--- Begin ---

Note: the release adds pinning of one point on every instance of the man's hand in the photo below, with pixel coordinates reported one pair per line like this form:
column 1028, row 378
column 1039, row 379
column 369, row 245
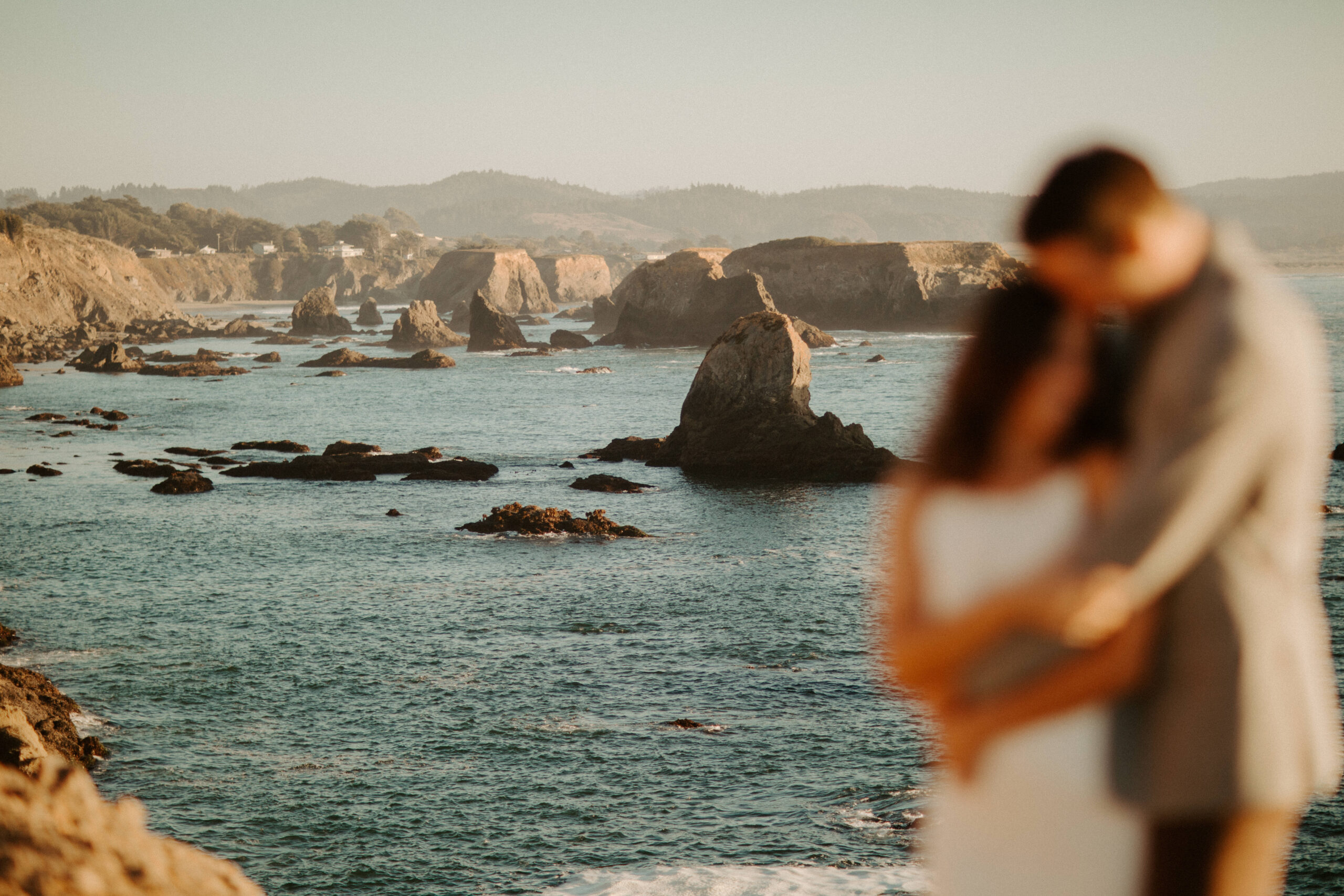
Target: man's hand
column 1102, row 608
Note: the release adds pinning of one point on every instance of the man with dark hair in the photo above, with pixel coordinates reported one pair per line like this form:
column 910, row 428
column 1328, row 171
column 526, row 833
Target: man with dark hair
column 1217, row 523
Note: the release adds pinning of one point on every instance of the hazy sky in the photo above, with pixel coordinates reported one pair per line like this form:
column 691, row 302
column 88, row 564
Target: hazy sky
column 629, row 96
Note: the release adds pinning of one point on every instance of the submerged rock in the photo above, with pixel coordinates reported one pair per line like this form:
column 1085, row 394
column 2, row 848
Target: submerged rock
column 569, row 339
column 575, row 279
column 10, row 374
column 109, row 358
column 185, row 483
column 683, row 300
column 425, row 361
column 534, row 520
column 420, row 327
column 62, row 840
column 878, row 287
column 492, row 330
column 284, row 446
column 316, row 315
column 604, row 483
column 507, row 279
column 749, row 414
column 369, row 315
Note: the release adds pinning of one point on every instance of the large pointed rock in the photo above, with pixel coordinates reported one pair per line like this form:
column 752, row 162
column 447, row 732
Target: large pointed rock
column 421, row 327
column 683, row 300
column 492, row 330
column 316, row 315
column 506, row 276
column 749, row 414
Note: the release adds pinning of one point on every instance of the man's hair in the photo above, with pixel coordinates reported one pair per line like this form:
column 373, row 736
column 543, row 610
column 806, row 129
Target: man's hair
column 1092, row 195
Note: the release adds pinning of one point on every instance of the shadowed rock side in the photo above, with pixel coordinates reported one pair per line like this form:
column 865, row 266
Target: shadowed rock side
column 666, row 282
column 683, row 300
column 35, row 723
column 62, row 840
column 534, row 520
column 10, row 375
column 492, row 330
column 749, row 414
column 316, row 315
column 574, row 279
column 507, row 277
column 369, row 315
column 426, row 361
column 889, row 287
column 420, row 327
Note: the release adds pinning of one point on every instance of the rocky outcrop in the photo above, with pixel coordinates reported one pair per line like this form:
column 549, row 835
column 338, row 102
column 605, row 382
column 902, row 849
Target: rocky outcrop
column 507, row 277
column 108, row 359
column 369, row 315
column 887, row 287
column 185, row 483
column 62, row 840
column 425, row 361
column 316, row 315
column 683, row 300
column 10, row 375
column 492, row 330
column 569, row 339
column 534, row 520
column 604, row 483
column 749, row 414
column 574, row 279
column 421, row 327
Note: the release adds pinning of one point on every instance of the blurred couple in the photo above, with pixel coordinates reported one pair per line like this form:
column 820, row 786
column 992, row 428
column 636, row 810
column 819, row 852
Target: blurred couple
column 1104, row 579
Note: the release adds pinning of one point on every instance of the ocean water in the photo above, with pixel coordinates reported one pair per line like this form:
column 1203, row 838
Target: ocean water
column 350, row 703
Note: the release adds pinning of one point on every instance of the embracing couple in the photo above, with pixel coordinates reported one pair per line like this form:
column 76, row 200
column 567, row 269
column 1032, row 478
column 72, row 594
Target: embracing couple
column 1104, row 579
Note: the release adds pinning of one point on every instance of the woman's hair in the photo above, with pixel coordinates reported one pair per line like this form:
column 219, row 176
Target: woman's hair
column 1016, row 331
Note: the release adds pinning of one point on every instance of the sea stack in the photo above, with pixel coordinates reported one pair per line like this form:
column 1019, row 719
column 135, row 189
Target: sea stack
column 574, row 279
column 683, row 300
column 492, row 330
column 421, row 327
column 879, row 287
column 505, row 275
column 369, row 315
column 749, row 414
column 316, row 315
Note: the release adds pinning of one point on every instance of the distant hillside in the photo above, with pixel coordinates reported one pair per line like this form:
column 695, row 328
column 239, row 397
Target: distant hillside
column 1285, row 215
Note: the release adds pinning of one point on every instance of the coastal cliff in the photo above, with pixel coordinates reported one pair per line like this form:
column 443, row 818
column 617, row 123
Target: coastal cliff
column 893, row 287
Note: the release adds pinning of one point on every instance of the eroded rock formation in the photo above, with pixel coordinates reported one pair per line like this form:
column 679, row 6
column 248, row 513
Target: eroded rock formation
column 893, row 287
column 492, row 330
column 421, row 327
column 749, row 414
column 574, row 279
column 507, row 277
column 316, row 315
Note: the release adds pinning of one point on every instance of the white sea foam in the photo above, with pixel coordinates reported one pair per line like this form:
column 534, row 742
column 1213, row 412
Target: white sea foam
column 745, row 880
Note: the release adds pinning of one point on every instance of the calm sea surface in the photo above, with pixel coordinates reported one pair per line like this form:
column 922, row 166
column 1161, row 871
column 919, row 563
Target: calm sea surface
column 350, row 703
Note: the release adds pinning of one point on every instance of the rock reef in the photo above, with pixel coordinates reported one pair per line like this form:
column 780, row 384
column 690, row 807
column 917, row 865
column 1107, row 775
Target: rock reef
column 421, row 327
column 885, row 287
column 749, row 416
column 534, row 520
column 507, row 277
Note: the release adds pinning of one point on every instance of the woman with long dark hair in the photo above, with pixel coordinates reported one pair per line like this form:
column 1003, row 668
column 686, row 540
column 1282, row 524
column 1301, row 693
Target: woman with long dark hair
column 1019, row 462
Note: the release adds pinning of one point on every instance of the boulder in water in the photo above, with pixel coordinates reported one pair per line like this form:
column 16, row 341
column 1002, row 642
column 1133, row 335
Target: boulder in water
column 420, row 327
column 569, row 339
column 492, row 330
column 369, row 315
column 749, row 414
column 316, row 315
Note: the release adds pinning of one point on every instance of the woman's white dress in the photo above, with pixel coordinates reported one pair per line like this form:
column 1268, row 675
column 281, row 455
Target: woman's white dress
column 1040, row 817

--- End ---
--- Begin ---

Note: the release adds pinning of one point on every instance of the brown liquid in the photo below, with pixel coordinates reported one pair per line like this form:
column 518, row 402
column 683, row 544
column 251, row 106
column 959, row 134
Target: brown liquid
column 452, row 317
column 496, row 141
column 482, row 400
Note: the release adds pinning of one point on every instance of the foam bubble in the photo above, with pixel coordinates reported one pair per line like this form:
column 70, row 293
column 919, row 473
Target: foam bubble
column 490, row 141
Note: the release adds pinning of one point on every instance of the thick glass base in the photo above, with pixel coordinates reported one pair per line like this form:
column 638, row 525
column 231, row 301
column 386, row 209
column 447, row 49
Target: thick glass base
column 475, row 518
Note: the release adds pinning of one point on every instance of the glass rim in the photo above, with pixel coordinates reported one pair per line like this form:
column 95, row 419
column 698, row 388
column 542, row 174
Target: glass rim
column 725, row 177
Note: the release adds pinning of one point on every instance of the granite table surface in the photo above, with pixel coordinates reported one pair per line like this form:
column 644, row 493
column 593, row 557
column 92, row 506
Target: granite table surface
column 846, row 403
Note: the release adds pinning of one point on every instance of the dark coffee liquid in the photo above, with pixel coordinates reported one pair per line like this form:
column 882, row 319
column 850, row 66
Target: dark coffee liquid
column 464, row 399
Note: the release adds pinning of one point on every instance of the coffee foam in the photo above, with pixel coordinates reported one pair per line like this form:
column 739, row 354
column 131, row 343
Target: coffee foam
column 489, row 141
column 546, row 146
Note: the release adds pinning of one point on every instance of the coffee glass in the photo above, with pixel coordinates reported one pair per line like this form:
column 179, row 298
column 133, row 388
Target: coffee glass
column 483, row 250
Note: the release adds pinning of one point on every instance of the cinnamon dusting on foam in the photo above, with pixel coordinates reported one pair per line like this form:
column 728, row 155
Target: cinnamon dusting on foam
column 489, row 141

--- End ---
--- Begin ---

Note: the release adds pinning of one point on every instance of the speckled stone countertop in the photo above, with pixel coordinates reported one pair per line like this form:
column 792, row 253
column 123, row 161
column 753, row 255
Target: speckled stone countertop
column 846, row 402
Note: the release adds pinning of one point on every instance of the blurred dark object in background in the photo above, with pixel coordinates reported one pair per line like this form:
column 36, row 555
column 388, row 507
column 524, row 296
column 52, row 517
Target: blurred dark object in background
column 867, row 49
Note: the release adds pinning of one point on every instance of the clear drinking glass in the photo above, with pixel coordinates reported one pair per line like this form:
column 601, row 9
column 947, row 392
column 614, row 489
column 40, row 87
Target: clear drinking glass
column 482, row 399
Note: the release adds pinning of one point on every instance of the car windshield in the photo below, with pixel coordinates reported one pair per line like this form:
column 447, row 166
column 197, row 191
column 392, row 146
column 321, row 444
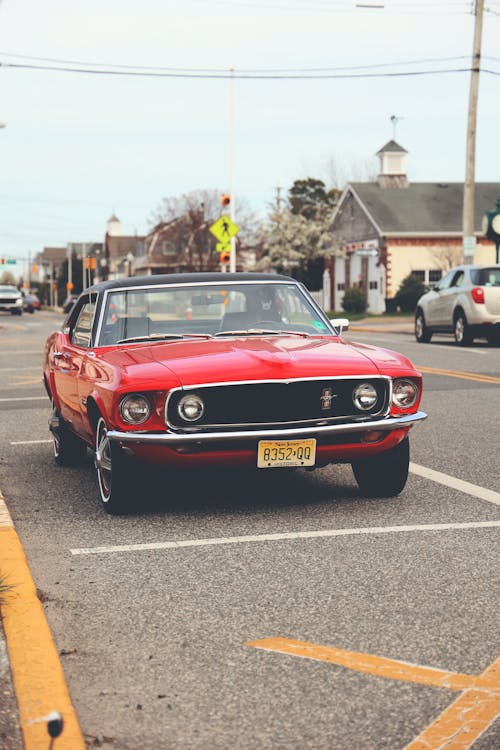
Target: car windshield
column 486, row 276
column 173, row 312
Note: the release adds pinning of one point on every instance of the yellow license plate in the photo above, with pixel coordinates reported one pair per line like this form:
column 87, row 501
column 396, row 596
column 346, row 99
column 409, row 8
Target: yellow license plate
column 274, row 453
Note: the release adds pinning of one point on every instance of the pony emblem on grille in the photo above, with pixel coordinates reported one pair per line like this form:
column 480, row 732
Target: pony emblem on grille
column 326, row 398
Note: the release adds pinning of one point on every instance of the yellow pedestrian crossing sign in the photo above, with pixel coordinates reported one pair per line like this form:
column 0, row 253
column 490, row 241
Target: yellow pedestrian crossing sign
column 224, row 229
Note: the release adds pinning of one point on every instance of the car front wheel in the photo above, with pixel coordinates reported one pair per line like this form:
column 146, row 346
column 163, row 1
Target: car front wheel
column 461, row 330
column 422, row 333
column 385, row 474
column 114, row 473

--- End ---

__WORK TO DO__.
Show every line in the three blocks above that contains the word "large", matching case exactly.

__WRITTEN ANSWER__.
Note: the release adds pinning of one point on every instance of the large pointed rock in the photo above, with pixel coordinates reported one pair per line like this form:
Target: large pointed rock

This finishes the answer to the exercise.